> **PROVIDED MATERIAL**:
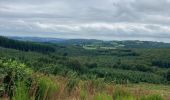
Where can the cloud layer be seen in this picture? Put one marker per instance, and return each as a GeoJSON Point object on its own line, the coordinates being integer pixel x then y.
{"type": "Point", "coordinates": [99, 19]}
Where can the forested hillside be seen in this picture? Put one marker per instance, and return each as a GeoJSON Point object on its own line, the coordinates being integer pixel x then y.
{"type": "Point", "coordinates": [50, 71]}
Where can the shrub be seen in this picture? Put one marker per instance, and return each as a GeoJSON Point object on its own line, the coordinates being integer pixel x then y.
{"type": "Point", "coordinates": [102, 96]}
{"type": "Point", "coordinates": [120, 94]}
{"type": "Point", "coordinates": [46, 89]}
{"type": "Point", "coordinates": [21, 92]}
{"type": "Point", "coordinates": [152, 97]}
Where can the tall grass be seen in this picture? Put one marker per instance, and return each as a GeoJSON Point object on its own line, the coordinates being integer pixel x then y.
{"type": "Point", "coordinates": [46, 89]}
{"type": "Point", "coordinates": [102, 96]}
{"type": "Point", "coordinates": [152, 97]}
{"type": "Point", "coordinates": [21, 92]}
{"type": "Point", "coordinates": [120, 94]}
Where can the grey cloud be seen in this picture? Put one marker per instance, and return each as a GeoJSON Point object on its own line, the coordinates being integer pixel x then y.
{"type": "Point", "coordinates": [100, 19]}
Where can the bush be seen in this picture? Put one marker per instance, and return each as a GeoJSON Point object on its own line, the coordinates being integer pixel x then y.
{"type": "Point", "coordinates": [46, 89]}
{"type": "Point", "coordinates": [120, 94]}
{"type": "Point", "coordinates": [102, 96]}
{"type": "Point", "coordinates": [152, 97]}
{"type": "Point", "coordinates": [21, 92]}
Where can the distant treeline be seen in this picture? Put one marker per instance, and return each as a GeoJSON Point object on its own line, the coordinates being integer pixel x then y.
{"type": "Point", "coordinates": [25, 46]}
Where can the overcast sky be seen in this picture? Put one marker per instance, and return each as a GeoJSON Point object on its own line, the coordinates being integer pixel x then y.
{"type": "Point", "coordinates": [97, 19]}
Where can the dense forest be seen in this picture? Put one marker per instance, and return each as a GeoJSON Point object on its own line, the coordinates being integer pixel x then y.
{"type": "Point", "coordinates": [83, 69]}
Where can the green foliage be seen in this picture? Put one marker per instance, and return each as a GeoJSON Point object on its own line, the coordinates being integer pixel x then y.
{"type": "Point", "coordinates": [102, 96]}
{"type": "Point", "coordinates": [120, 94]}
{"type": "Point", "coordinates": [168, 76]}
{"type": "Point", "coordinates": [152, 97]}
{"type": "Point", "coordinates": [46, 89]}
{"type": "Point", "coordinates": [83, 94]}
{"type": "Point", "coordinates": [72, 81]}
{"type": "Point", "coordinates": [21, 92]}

> **GIVEN TASK**: Copy every entry above word for word, leaving out the pictures.

> **RESPONSE TO THE TASK**:
Where can the cloud layer be seen in this picture? Put one marker per instance, and return each as a GeoJSON Point object on its own line, the coordinates being integer pixel x then y.
{"type": "Point", "coordinates": [99, 19]}
Where can the forested hillside be seen in this picture? Put one marker per instance, and return each as a GeoJSON Point object on its own line, the coordinates being integer pixel x then y.
{"type": "Point", "coordinates": [50, 71]}
Where can the shrub be seen in this picture? Put one marker per instance, and return each as a GeoJSON Point object on its own line, the coordinates being integer pixel x then y.
{"type": "Point", "coordinates": [102, 96]}
{"type": "Point", "coordinates": [120, 94]}
{"type": "Point", "coordinates": [46, 89]}
{"type": "Point", "coordinates": [21, 92]}
{"type": "Point", "coordinates": [152, 97]}
Where can the tall grass be seen in this picture? Put one marker per instance, and return each as a GeoJSON Point object on its own line, the coordinates being integer pixel x then y.
{"type": "Point", "coordinates": [46, 89]}
{"type": "Point", "coordinates": [102, 96]}
{"type": "Point", "coordinates": [152, 97]}
{"type": "Point", "coordinates": [21, 92]}
{"type": "Point", "coordinates": [120, 94]}
Where can the grey cloud be seen in this picture? Put one marker per instance, and return each as a GeoJSON Point object on its own line, the coordinates being integer pixel x then y.
{"type": "Point", "coordinates": [100, 19]}
Where can the bush be seen in this picture? Put one marker per instance, and return each as a GeoJSON Point object on its own line, the coordinates being integer pixel x then y.
{"type": "Point", "coordinates": [46, 89]}
{"type": "Point", "coordinates": [120, 94]}
{"type": "Point", "coordinates": [102, 96]}
{"type": "Point", "coordinates": [152, 97]}
{"type": "Point", "coordinates": [21, 92]}
Where can the distant treeline be seen in this picture? Put one marker per instance, and return each as a GeoJSON Point object on its own line, the coordinates being integer pixel x then y.
{"type": "Point", "coordinates": [25, 46]}
Where can the overcast sky be seen in this picture? Put one marker per instance, and return each as a GeoJSON Point object on its own line, the coordinates being integer pixel x then y.
{"type": "Point", "coordinates": [97, 19]}
Where can the dense forest be seen in this picture? Put one marker per instance, and return each as a GeoJSON Point object on its own line, the coordinates being integer pixel x then y.
{"type": "Point", "coordinates": [83, 69]}
Where can the green foliage be seen in this picture? Put one marker per instance, and return each as a GeoJSON Point object on its own line, the coordinates being integer pixel x then y.
{"type": "Point", "coordinates": [102, 96]}
{"type": "Point", "coordinates": [120, 94]}
{"type": "Point", "coordinates": [168, 76]}
{"type": "Point", "coordinates": [152, 97]}
{"type": "Point", "coordinates": [46, 89]}
{"type": "Point", "coordinates": [83, 94]}
{"type": "Point", "coordinates": [72, 81]}
{"type": "Point", "coordinates": [21, 92]}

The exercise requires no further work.